Top of Input data
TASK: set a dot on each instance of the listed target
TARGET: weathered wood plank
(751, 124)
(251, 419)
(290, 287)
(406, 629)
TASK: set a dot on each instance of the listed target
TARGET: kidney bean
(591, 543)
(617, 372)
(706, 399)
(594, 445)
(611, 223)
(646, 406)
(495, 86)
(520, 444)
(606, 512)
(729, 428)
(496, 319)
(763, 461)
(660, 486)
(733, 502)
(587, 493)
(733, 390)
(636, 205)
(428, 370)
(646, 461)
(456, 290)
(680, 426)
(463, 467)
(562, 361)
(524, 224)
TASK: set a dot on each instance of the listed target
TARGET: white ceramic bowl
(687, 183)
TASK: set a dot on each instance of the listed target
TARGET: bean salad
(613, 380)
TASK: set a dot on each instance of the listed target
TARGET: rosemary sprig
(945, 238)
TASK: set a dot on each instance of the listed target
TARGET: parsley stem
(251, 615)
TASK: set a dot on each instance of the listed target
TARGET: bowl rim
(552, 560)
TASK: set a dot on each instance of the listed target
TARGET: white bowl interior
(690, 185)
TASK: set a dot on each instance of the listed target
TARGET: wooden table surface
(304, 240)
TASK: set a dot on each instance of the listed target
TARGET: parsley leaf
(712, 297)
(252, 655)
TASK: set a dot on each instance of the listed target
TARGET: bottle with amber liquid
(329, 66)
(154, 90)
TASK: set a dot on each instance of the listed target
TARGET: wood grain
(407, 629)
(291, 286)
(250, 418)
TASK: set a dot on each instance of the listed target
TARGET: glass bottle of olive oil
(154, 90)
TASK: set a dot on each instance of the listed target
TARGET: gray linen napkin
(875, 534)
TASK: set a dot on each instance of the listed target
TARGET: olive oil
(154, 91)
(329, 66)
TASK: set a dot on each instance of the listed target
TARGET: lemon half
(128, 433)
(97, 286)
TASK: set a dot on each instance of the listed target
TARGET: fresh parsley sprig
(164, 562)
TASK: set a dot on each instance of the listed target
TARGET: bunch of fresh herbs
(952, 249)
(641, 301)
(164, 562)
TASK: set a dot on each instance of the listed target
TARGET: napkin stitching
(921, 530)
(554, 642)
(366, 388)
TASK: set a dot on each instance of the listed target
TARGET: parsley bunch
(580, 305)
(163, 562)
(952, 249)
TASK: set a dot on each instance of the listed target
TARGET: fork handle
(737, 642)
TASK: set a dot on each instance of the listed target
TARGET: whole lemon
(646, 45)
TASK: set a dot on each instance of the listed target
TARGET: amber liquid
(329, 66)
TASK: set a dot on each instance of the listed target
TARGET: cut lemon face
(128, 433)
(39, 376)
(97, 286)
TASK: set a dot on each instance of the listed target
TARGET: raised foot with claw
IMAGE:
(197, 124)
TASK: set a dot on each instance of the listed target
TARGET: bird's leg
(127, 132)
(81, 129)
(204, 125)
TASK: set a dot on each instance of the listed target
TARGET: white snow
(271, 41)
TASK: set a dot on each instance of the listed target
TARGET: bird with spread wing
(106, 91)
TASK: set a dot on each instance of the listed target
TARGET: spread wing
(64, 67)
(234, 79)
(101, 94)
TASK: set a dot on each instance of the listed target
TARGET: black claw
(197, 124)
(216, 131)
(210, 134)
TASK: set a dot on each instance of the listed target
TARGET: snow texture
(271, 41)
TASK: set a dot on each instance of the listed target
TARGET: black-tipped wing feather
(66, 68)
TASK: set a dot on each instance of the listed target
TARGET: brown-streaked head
Bottom of Input data
This task calls for the material above to be duplicated verbatim.

### Written solution:
TASK: set a dot on each instance of the listed target
TARGET: weathered wood plank
(751, 124)
(251, 419)
(290, 287)
(406, 629)
TASK: set a dot on each instance of the listed target
TARGET: kidney bean
(591, 543)
(617, 372)
(706, 399)
(594, 445)
(611, 223)
(646, 406)
(495, 86)
(520, 444)
(606, 512)
(729, 428)
(496, 319)
(763, 461)
(660, 486)
(733, 502)
(587, 493)
(733, 390)
(636, 205)
(428, 370)
(646, 461)
(456, 290)
(680, 426)
(463, 467)
(562, 361)
(524, 224)
TASK: set a dot on each instance of the listed target
TARGET: white ceramic bowl
(687, 183)
TASK: set a dot on each instance of the listed target
TARGET: bean salad
(613, 380)
TASK: set a dot on each instance of the listed target
TARGET: rosemary sprig
(945, 238)
TASK: set a dot on each instance of the listed target
TARGET: parsley stem
(251, 615)
TASK: set a dot on each instance of the listed target
TARGET: bowl rim
(552, 560)
TASK: set a dot on each instance of the listed target
TARGET: white bowl interior
(690, 185)
TASK: set a dot on each instance of the listed target
TARGET: wooden table surface
(304, 240)
TASK: set a dot on each instance of the listed target
TARGET: parsley leaf
(712, 297)
(252, 655)
TASK: set a dot on each instance of the listed target
TARGET: bottle with amber liquid
(329, 66)
(154, 90)
TASK: set a dot on each instance of the listed target
TARGET: wood grain
(407, 629)
(291, 286)
(250, 418)
TASK: set a dot on each instance of the listed target
TARGET: glass bottle of olive oil
(154, 90)
TASK: set a dot on each instance of the listed target
TARGET: gray linen napkin
(875, 534)
TASK: set a dot on each instance of the listed target
TARGET: olive oil
(154, 91)
(329, 66)
TASK: set a dot on each instance of the listed target
TARGET: lemon half
(128, 433)
(97, 286)
TASK: set a dot on each instance of the listed target
TARGET: fresh parsley sprig
(164, 562)
TASK: set a dot on each instance of the listed target
TARGET: bunch of fresh herbs
(952, 249)
(641, 301)
(164, 562)
TASK: set a dot on each instance of the listed target
TARGET: napkin stitching
(921, 530)
(554, 642)
(366, 388)
TASK: set a dot on each instance of the listed target
TARGET: parsley bunch
(580, 305)
(163, 562)
(952, 249)
TASK: set a dot on each instance of the listed target
TARGET: fork handle
(737, 642)
TASK: set a dot on each instance of the listed target
TARGET: whole lemon
(646, 45)
TASK: set a dot on each instance of the listed target
TARGET: amber liquid
(329, 66)
TASK: set a dot on each instance of the listed target
TARGET: cut lemon face
(128, 433)
(39, 376)
(97, 286)
TASK: set a dot on each instance of the listed target
TARGET: raised foot with claw
IMAGE:
(197, 124)
TASK: set a dot on each instance of the listed target
TARGET: bird's leg
(127, 132)
(81, 129)
(204, 125)
TASK: set a dot on each instance of the listed target
TARGET: white snow
(271, 41)
TASK: set a dot on each instance of the listed target
TARGET: bird with spread wing
(106, 91)
TASK: set a dot on each instance of the listed target
TARGET: spread wing
(64, 67)
(234, 79)
(101, 94)
TASK: set a dot on each instance of the listed target
TARGET: black claw
(197, 124)
(216, 131)
(210, 134)
TASK: set a dot on each instance of the listed target
TARGET: snow texture
(271, 41)
TASK: set a dot on each instance of the listed target
TARGET: black-tipped wing feather
(66, 68)
TASK: set a dot on each instance of the listed target
TARGET: brown-streaked head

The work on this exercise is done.